◆ **Consignes de l'exercice**
1. Reproduisez à l'identique le passage de l'extrait sur les actions de préférence allant de « Maître François Leloup : Pas » à « en droit français. ».
2. Rédigez la suite de l'extrait sur les actions de préférence, à partir du point où il s'interrompt.

Maître François Leloup : Pas véritablement. Le droit anglo-saxon étant sensiblement différent du nôtre, il est évident que les nouvelles actions de préférence ne peuvent être strictement identiques et donc avoir le même impact que des preferred shares. Par exemple, s'il est possible de créer des preferred shares dotées de droits de vote multiples aux Etats-Unis, il ne nous semble pas que l'ordonnance du 24 juin 2004 ait ouvert une telle possibilité en droit français.
Maître Angélique Lauprêtre : La pratique française reste encore loin de celle des preferred shares anglo-saxonnes. En effet, aux Etats-Unis, on dénombre pas moins de seize catégories de preferred shares utilisées classiquement par les praticiens. En France, les actions de priorité (qui ont précédé les actions de préférence) sont souvent utilisées dans le cadre d'opérations de capital risque, mais restent circonscrites aux sociétés non cotées. Toutefois, il ne faut pas nier que les possibilités techniques ouvertes par ces titres sont particulièrement intéressantes puisqu'elles permettent de répondre avec précision aux objectifs de chaque catégorie d'actionnaires, en adaptant les caractéristiques, financières ou politiques, de leurs actions à leurs contraintes.
Lexbase : Quels sont les nouveaux avantages, pour la pratique, de ces actions dites de préférence créées par l'ordonnance du 24 juin 2004 ?
Maître François Leloup : Les nouvelles actions de préférence vont apporter une certaine souplesse aux montages juridiques. Il sera désormais possible de créer des actions de préférence sans droit de vote, ou dont le droit de vote sera supprimé pour certaines décisions, ou encore pour une durée déterminée. Jusqu'ici, la suppression du droit de vote n'était possible que dans le cadre des actions à dividende prioritaire sans droit de vote. Dans le même ordre d'idées, le recours aux actions de préférence sera particulièrement intéressant pour les montages de capital risque : il va être plus simple de scinder détention du capital et exercice du pouvoir au sein d'une même structure ou encore d'assurer la cohésion au sein d'un même groupe d'actionnaires. Enfin, sur le terrain de l'efficacité, la pratique a pris la mesure des limites posées à l'exécution forcée des pactes d'actionnaires et pourrait développer un véritable intérêt pour la création d'actions de préférence, qui implique la mise en oeuvre de dispositions statutaires.

[Annotations de cadres pour les photos]
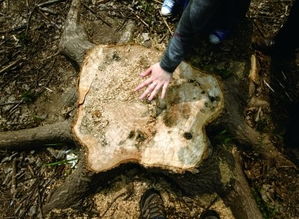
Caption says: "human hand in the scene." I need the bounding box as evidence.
[135,63,172,101]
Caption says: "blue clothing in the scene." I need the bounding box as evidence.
[160,0,250,73]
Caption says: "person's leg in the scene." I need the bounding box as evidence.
[209,0,250,44]
[160,0,176,16]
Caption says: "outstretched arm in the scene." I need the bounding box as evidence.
[135,0,222,101]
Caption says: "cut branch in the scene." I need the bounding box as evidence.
[59,0,95,66]
[0,121,72,150]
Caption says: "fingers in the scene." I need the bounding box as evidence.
[148,84,163,101]
[135,78,153,91]
[161,82,169,99]
[140,82,157,99]
[140,67,152,77]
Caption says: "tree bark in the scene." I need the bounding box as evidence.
[0,121,72,150]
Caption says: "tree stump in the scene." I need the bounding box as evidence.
[73,45,223,172]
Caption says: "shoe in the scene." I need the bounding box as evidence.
[199,210,220,219]
[161,0,175,16]
[209,30,230,44]
[140,189,166,219]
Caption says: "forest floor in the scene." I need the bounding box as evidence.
[0,0,299,218]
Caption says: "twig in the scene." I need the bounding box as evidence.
[0,58,22,74]
[83,3,112,28]
[37,0,64,7]
[26,6,37,36]
[264,80,275,93]
[161,15,173,35]
[153,0,163,4]
[129,7,149,28]
[38,7,57,15]
[100,192,126,218]
[38,8,60,29]
[0,101,21,106]
[253,20,266,39]
[10,158,17,201]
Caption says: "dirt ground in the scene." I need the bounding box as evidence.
[0,0,299,218]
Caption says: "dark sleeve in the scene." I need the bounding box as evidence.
[160,0,222,73]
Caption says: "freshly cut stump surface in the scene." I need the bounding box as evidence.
[73,45,223,173]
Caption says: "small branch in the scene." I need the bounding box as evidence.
[129,7,149,28]
[161,15,173,35]
[0,101,23,106]
[0,58,22,74]
[0,121,72,150]
[37,0,65,7]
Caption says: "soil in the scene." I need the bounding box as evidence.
[0,0,299,218]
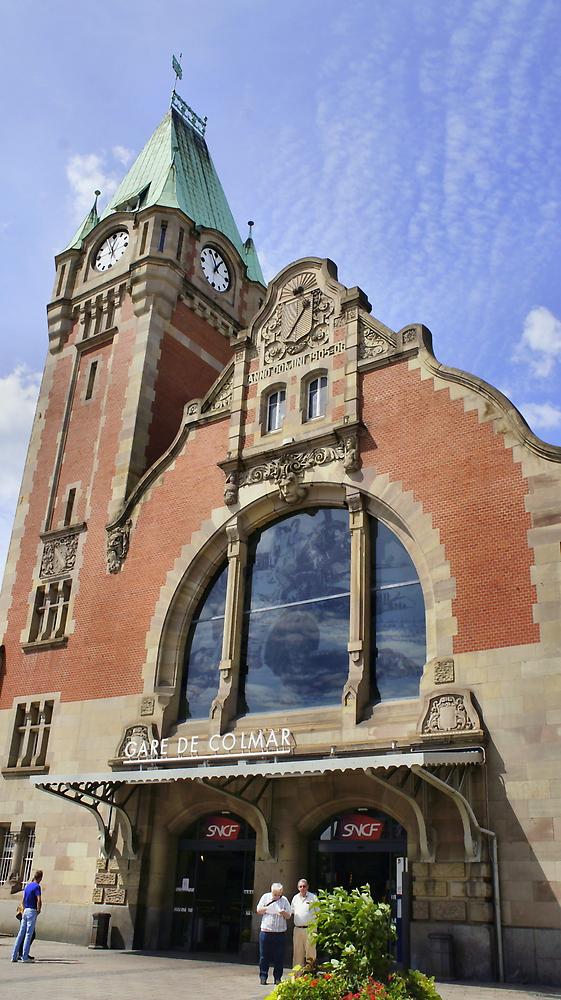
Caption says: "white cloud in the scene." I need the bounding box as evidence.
[520,403,561,430]
[66,153,120,222]
[0,365,41,569]
[111,146,134,167]
[515,306,561,378]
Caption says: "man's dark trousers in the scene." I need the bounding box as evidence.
[259,931,286,979]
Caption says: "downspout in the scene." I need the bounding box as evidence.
[480,826,505,983]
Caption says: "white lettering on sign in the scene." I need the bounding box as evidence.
[207,823,240,840]
[123,729,294,762]
[247,340,347,385]
[341,820,380,839]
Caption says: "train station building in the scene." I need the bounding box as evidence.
[0,94,561,984]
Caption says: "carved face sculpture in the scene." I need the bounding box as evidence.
[279,472,308,503]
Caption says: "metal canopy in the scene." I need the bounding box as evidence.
[29,747,485,861]
[29,747,485,788]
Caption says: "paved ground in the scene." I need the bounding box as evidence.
[0,938,561,1000]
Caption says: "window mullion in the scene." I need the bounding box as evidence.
[343,489,370,729]
[210,523,247,734]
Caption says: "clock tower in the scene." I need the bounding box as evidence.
[39,92,265,532]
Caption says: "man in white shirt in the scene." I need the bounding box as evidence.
[292,878,317,965]
[257,882,292,986]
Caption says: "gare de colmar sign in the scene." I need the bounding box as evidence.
[119,726,296,764]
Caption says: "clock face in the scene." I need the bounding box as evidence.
[201,247,230,292]
[95,229,129,271]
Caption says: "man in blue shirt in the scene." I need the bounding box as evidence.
[12,870,43,962]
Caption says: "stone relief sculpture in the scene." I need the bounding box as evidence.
[107,521,132,573]
[224,471,238,507]
[261,271,334,364]
[279,472,308,503]
[41,533,79,576]
[421,691,481,736]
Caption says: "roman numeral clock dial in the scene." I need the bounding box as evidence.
[95,229,129,271]
[201,247,230,292]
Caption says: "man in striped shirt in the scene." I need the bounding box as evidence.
[257,882,292,986]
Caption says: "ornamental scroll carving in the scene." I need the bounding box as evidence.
[236,434,359,504]
[116,723,158,757]
[107,521,132,573]
[202,372,234,413]
[358,320,393,360]
[41,534,79,576]
[261,271,334,364]
[420,691,481,736]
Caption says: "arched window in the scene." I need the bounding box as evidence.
[265,389,286,433]
[370,517,426,701]
[239,508,350,713]
[180,508,426,719]
[178,563,228,721]
[306,375,327,420]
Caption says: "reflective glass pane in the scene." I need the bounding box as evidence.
[240,509,350,712]
[245,597,349,712]
[179,564,228,719]
[370,520,426,701]
[371,518,419,587]
[248,509,350,611]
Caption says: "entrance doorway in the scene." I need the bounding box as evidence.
[172,812,255,954]
[309,808,409,967]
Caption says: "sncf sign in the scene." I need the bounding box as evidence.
[205,816,241,840]
[339,813,384,840]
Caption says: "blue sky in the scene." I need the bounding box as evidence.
[0,0,561,576]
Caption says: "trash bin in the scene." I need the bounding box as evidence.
[429,934,454,979]
[89,913,111,948]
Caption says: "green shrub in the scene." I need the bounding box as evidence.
[311,885,397,992]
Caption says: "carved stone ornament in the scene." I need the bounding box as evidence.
[434,659,456,684]
[116,723,157,757]
[358,320,393,360]
[401,327,417,344]
[140,696,155,715]
[343,434,360,472]
[239,435,358,504]
[202,371,234,413]
[261,271,334,364]
[224,470,238,507]
[419,691,481,736]
[107,521,132,573]
[41,533,79,576]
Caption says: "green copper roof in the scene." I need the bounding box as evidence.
[64,191,101,250]
[99,93,266,285]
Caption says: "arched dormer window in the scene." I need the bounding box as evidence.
[306,375,327,420]
[265,388,286,434]
[180,508,426,718]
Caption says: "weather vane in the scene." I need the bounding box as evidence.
[171,52,183,93]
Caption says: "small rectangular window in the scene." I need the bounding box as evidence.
[139,222,148,257]
[29,580,71,642]
[307,375,327,420]
[266,389,286,431]
[82,299,92,340]
[64,488,76,525]
[21,827,35,882]
[85,361,97,399]
[105,292,115,330]
[175,229,185,260]
[0,827,16,885]
[8,701,54,767]
[56,264,66,298]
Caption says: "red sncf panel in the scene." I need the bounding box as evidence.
[205,816,241,840]
[339,813,384,840]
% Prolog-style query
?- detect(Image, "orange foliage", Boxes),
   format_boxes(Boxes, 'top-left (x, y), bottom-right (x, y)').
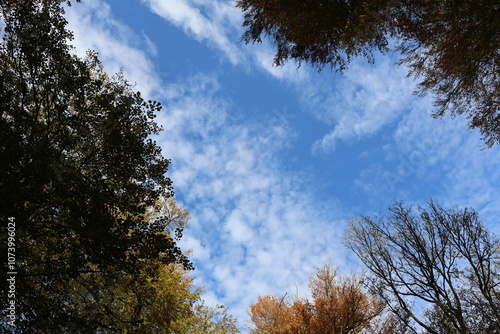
top-left (250, 265), bottom-right (384, 334)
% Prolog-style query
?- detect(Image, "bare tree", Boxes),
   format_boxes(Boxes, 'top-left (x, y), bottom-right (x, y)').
top-left (345, 201), bottom-right (500, 334)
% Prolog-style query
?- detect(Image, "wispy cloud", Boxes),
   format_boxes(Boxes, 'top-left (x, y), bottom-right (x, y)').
top-left (301, 57), bottom-right (414, 153)
top-left (66, 0), bottom-right (161, 96)
top-left (156, 75), bottom-right (345, 319)
top-left (63, 0), bottom-right (345, 321)
top-left (143, 0), bottom-right (242, 64)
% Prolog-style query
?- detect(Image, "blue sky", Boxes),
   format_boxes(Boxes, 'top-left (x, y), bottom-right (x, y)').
top-left (67, 0), bottom-right (500, 326)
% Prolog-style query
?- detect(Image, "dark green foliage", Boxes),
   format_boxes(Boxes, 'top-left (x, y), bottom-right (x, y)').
top-left (0, 0), bottom-right (191, 333)
top-left (237, 0), bottom-right (500, 147)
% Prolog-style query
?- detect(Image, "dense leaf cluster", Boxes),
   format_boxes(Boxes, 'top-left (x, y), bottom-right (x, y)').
top-left (0, 0), bottom-right (199, 333)
top-left (237, 0), bottom-right (500, 147)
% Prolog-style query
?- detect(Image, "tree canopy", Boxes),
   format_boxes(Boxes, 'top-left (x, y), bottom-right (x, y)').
top-left (249, 265), bottom-right (404, 334)
top-left (346, 201), bottom-right (500, 334)
top-left (237, 0), bottom-right (500, 147)
top-left (0, 0), bottom-right (237, 333)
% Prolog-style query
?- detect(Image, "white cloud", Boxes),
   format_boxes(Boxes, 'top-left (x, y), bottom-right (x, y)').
top-left (143, 0), bottom-right (242, 64)
top-left (67, 0), bottom-right (344, 321)
top-left (65, 0), bottom-right (160, 96)
top-left (155, 76), bottom-right (345, 320)
top-left (299, 57), bottom-right (414, 153)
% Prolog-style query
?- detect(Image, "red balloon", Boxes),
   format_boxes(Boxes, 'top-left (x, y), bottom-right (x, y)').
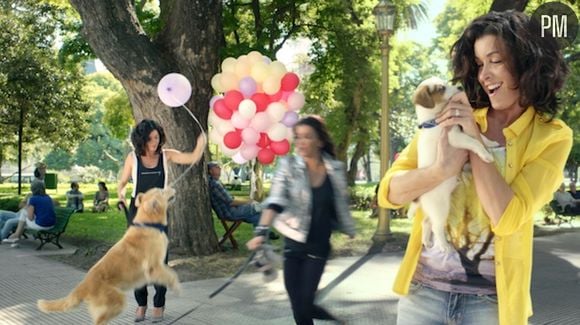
top-left (270, 90), bottom-right (284, 103)
top-left (280, 72), bottom-right (300, 91)
top-left (258, 132), bottom-right (271, 148)
top-left (224, 131), bottom-right (242, 149)
top-left (250, 93), bottom-right (270, 113)
top-left (258, 149), bottom-right (275, 165)
top-left (224, 90), bottom-right (244, 112)
top-left (213, 99), bottom-right (233, 120)
top-left (270, 139), bottom-right (290, 156)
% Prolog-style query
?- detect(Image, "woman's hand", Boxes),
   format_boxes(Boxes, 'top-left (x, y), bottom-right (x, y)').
top-left (246, 236), bottom-right (264, 251)
top-left (436, 92), bottom-right (480, 139)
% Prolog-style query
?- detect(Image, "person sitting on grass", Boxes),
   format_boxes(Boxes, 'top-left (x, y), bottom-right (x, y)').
top-left (207, 161), bottom-right (279, 239)
top-left (2, 182), bottom-right (56, 244)
top-left (93, 182), bottom-right (109, 212)
top-left (66, 182), bottom-right (84, 212)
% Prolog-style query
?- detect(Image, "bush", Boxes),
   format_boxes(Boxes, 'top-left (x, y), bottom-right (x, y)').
top-left (0, 196), bottom-right (21, 212)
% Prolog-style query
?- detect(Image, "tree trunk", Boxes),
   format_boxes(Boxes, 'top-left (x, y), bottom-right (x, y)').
top-left (71, 0), bottom-right (222, 255)
top-left (489, 0), bottom-right (529, 11)
top-left (346, 140), bottom-right (366, 185)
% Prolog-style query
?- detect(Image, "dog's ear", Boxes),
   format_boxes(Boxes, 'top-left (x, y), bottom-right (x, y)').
top-left (135, 193), bottom-right (143, 207)
top-left (413, 85), bottom-right (435, 108)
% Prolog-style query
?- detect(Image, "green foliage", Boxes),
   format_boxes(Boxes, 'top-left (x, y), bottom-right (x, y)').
top-left (103, 90), bottom-right (133, 140)
top-left (0, 0), bottom-right (89, 159)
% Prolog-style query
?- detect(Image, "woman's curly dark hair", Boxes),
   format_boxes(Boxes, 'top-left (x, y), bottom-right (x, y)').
top-left (451, 10), bottom-right (568, 118)
top-left (131, 119), bottom-right (165, 156)
top-left (293, 116), bottom-right (336, 159)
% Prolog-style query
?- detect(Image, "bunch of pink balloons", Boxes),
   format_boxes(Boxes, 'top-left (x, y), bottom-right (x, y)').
top-left (209, 51), bottom-right (304, 165)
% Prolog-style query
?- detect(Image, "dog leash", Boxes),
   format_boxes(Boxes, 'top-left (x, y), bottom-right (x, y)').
top-left (316, 242), bottom-right (386, 302)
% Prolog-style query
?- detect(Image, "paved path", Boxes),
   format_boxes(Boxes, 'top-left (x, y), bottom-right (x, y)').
top-left (0, 229), bottom-right (580, 325)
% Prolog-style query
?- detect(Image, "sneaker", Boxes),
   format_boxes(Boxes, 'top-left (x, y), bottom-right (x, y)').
top-left (2, 238), bottom-right (18, 244)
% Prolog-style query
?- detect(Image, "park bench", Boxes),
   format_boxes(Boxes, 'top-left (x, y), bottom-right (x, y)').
top-left (550, 200), bottom-right (578, 227)
top-left (212, 209), bottom-right (242, 250)
top-left (25, 207), bottom-right (75, 250)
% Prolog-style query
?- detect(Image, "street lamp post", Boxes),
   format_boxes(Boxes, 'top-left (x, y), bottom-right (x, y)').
top-left (373, 0), bottom-right (395, 242)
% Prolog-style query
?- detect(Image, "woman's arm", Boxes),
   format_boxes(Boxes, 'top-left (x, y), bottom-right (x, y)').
top-left (117, 154), bottom-right (133, 205)
top-left (164, 134), bottom-right (206, 165)
top-left (379, 129), bottom-right (467, 206)
top-left (246, 208), bottom-right (277, 251)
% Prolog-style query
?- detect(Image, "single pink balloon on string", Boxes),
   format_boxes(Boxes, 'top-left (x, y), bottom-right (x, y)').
top-left (157, 73), bottom-right (191, 107)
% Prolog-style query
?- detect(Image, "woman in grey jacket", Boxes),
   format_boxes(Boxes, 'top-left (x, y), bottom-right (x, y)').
top-left (247, 117), bottom-right (355, 325)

◆ **Réponses par consigne**
1.
Maître François Leloup : Pas véritablement. Le droit anglo-saxon étant sensiblement différent du nôtre, il est évident que les nouvelles actions de préférence ne peuvent être strictement identiques et donc avoir le même impact que des preferred shares. Par exemple, s'il est possible de créer des preferred shares dotées de droits de vote multiples aux Etats-Unis, il ne nous semble pas que l'ordonnance du 24 juin 2004 ait ouvert une telle possibilité en droit français.

2.
Maître Angélique Lauprêtre : Il sera également possible de convertir des actions de préférence en actions ordinaires ou en actions de préférence d'une autre catégorie, ou encore, de convertir des actions ordinaires en actions de préférence ; étant observé que les actions de préférence sans droit de vote ne peuvent représenter plus de la moitié du capital (plus d'un quart dans les sociétés cotées) sous peine de nullité (C. com., art. 228-11 N° Lexbase : L8368GQY). Enfin, innovation et preuve d'un certain pragmatisme, il sera désormais possible de dissocier société émettrice et société au sein de laquelle les droits particuliers sont exercés. Concrètement, une société mère pourra émettre des actions octroyant à leurs détenteurs des droits particuliers exercés directement dans l'une de ses filiales. Cette technique peut, bien entendu, être utilisée réciproquement.
Lexbase : Même s'il est difficile, dès aujourd'hui, d'apporter un point de vue objectif sur ces nouvelles actions, voyez-vous déjà plusieurs points obscurs ?
Maître Angélique Lauprêtre : Il est certain que certaines difficultés d'interprétation des termes de l'ordonnance sont d'ores et déjà identifiables. Les praticiens mettant en oeuvre les nouvelles dispositions de l'ordonnance dans le cadre de montages créatifs resteront tenus par les grands principes du droit des sociétés. Par exemple, travaillant sur les privilèges attachés à une catégorie d'actions de préférence, la pratique ne pourra s'affranchir de la prohibition des clauses léonines (C. civ., art. 1844-1 [LXB=L2021ABH ]).
Maître François Leloup : Sans faire preuve de timidité ou de prudence excessive, il conviendra de respecter le cadre qui nous est donné. Par exemple, la faculté d'aménager le droit de vote pose la question du droit de vote plural. Après avoir affirmé le principe de liberté de l'aménagement du droit de vote, l'ordonnance fait référence au principe de proportionnalité du droit de vote à la quotité du capital détenu, nous laissant ainsi dans un certain embarras. Il sera intéressant, à ce titre, de voir la position et la liberté prise par les praticiens sur cette question.
Lexbase : Les difficultés d'interprétation de l'ordonnance ont-elles déjà commencées ?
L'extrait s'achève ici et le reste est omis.